• [Отрывок текста]:
Когда средств не хватало, он голодал, спал на садовых скамейках; чтобы зарабатывать на играл в карты и на бильярде, в котором был настоящим мастером. Азарт был у Маяковского в крови; страстный игрок, он проводил каждую свободную минуту за карточным или бильярдным столом. Так будет всю жизнь, даже тогда, когда исчезнет необходимость играть ради денег: где бы он ни оказался, первым делом он находил бильярдную и узнавал имена местных картежников. Маяковский был тем, что называется азартным игроком, он не мог не играть.

С Маяковским страшно было играть в карты, — вспоминал другой такой же одержимый игрок, молодой поэт Николай Асеев, познакомившийся с Маяковским весной 1913 года. — Дело в том, что он не представлял себе возможности проигрыша как естественного, равного возможности выигрыша, результата игры. Нет, проигрыш он воспринимал как личную обиду, как нечто непоправимое.

Это было действительно похоже на какой-то бескулачный бокс, где отдельные схватки были лишь подготовкой к главному удару. А драться физически он не мог. «Я драться не смею», — отвечал он на вопрос, дрался ли он с кем-нибудь. Почему? «Если начну, то убью». Так коротко определял он и свой темперамент, и свою массивную силу. Значит, драться было можно только в крайнем случае. Ну а в картах темперамент и сила уравнивались с темпераментом и терпеливостью партнера. Но он же чувствовал, насколько он сильнее. И поэтому проигрыш для него был обидой, несчастьем, несправедливостью слепой судьбы.

• [Записи набора]:
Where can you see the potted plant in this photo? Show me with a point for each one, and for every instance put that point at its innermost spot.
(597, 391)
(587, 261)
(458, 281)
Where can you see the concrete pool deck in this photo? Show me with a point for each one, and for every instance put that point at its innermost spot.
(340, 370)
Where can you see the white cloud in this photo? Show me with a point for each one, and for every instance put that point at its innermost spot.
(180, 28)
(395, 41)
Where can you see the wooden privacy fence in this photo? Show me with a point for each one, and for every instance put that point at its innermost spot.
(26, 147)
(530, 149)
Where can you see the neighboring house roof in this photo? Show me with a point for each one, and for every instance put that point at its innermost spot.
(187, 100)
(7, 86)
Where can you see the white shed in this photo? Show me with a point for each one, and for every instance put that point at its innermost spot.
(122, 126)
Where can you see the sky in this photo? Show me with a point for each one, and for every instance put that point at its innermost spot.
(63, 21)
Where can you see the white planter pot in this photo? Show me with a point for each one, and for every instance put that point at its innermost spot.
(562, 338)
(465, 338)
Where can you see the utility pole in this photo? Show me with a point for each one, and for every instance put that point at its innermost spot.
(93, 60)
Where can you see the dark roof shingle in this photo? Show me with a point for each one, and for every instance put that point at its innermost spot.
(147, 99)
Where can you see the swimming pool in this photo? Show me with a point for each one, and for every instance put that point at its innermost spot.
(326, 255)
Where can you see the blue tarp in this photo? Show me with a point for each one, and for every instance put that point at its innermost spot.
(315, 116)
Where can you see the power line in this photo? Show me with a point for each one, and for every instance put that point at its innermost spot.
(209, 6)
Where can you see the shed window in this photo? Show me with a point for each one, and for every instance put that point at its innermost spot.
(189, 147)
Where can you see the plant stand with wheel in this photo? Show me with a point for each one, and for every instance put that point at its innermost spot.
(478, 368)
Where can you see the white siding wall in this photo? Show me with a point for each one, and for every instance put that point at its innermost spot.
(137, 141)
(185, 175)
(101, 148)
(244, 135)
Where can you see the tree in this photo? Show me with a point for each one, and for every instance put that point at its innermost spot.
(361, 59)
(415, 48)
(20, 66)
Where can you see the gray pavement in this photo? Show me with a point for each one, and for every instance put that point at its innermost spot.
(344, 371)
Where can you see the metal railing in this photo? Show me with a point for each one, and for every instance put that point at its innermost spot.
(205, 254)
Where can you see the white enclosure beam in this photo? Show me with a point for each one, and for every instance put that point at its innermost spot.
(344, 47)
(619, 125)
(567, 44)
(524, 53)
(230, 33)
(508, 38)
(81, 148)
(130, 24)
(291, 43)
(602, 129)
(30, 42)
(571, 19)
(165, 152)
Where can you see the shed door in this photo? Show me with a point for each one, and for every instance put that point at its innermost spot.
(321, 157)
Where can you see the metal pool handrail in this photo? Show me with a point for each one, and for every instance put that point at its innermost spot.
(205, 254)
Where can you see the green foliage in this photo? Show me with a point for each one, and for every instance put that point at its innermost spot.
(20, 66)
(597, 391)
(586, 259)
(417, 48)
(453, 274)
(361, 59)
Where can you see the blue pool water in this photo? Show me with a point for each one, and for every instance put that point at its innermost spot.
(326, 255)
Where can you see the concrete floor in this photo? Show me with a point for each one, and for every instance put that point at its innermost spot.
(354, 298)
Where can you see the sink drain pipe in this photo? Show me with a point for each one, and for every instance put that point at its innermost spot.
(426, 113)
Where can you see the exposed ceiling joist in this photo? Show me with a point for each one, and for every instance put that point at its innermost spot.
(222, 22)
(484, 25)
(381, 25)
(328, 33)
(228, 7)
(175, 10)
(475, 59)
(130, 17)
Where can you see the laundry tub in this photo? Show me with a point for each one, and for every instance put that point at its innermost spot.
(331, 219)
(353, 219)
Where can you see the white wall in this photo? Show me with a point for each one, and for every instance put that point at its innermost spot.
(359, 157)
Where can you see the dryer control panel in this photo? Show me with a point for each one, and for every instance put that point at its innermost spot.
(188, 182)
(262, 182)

• [Задание]: Перепишите фрагмент отрывка о Маяковском от слов «Когда средств не» до слов «мог не играть.». При этом замените «садовых скамейках» на «вокзальных скамейках». Записи для этой работы не нужны.

• [Выполненное задание]:
Когда средств не хватало, он голодал, спал на вокзальных скамейках; чтобы зарабатывать на играл в карты и на бильярде, в котором был настоящим мастером. Азарт был у Маяковского в крови; страстный игрок, он проводил каждую свободную минуту за карточным или бильярдным столом. Так будет всю жизнь, даже тогда, когда исчезнет необходимость играть ради денег: где бы он ни оказался, первым делом он находил бильярдную и узнавал имена местных картежников. Маяковский был тем, что называется азартным игроком, он не мог не играть.